In the blog post on land value tax, on whom does the quoted passage say the burden of the tax falls entirely?

● DOCUMENT PASSAGE
= = = = = = =
Thursday, 5 May 2016

Killer Arguments Against LVT, Not (394)

An earlier variant of KLN 393, from here:

… while the land value tax is paid over time, the burden of the tax (its incidence, in economics jargon) falls entirely on the person who owned property at the time the tax was instituted. The value of future taxes gets immediately priced into the value of real estate. For those who buy property after the tax is instituted, the higher property taxes are offset by lower mortgage payments.

True so far… here comes the crap...

In other words, the economic efficiency of the land value tax comes from the fact that it operates by confiscating wealth accumulated in the past rather than taxing the accumulation of new wealth. This, too, is unfair. Society benefits when people defer gratification and save for the future. People justifiably expect that if they save today, they’ll enjoy the benefits of that accumulated savings in the future.

Of course, people who generate income from their accumulated wealth should pay their fair share of taxes. But a land value tax goes way beyond that point, depriving owners of one particular asset class of the benefits of decades of thrift.


That's clearly quite self-contradictory bollocks which flies in the face of facts. Note also the use of the words "confiscation" and "depriving" when talking about taxes on land values, whereas taxes on other things are referred to merely as "taxes".
= = = = = = =
● SUPPLIED MATERIAL
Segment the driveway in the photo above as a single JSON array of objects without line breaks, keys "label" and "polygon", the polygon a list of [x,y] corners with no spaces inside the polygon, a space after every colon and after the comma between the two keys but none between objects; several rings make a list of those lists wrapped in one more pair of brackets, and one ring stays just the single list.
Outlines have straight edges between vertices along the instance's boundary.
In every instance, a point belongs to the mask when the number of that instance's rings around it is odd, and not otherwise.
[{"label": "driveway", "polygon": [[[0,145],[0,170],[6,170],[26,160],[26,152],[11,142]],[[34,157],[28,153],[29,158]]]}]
= = = = = = =
● SOLUTION TO THE EXERCISE
The person who owned property at the time the tax was instituted.